75th CiNet Monthly Seminar: Shinsuke Shimojo “X’ (extreme) Periphery”

CiNet Monthly Seminar (English)

March 25, 2025
16:00-17:00 (JST)
at CiNet Conference Room in the CiNet bldg.

Talk Title: X’ (extreme) Periphery

Shinsuke Shimojo
Gertrude Baltimore Professor of Experimental Psychology
Division of Biology & Biological Engineering / Computation & Neural Systems
California Institute of Technology, US

Host : Atsushi Wada

Abstract:
The “X’(extreme) periphery” can be defined by visual eccentricity larger than 60 deg., up to the limit of the visual field (90 deg., approximately). This should be of the central focus of vision scientists who are interested in the situations where the brain needs to solve the maximum degree of ambiguity in visual inputs. Ironically, very little has been studied and known. Thus, we have conducted a series of experimental studies to test our “brain compensation hypothesis” in the past one decade or so, which are reviewed in this talk with three main themes.

(Stored items from a collection)
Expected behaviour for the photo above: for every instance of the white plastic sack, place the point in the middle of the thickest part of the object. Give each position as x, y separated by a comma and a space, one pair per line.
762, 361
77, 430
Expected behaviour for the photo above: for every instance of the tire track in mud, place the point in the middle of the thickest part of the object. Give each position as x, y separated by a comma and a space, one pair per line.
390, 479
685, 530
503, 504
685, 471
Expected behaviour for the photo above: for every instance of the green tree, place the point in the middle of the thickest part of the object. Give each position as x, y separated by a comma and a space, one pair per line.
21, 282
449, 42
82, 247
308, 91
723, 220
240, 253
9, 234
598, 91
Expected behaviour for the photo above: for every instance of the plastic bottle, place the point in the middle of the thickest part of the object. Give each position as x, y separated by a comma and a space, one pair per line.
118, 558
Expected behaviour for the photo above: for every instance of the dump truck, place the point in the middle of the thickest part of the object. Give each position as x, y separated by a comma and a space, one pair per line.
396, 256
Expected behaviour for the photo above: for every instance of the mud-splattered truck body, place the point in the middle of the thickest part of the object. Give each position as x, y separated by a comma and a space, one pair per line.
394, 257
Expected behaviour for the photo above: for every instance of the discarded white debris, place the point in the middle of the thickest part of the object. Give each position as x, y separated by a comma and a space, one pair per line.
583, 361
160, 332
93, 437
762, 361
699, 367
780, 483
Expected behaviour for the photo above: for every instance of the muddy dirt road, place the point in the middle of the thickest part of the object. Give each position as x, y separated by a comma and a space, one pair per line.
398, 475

• Exercise: Set down the full seminar announcement from above word for word, from the title line through the last sentence of the abstract.

• Task result:
75th CiNet Monthly Seminar: Shinsuke Shimojo “X’ (extreme) Periphery”

CiNet Monthly Seminar (English)

March 25, 2025
16:00-17:00 (JST)
at CiNet Conference Room in the CiNet bldg.

Talk Title: X’ (extreme) Periphery

Shinsuke Shimojo
Gertrude Baltimore Professor of Experimental Psychology
Division of Biology & Biological Engineering / Computation & Neural Systems
California Institute of Technology, US

Host : Atsushi Wada

Abstract:
The “X’(extreme) periphery” can be defined by visual eccentricity larger than 60 deg., up to the limit of the visual field (90 deg., approximately). This should be of the central focus of vision scientists who are interested in the situations where the brain needs to solve the maximum degree of ambiguity in visual inputs. Ironically, very little has been studied and known. Thus, we have conducted a series of experimental studies to test our “brain compensation hypothesis” in the past one decade or so, which are reviewed in this talk with three main themes.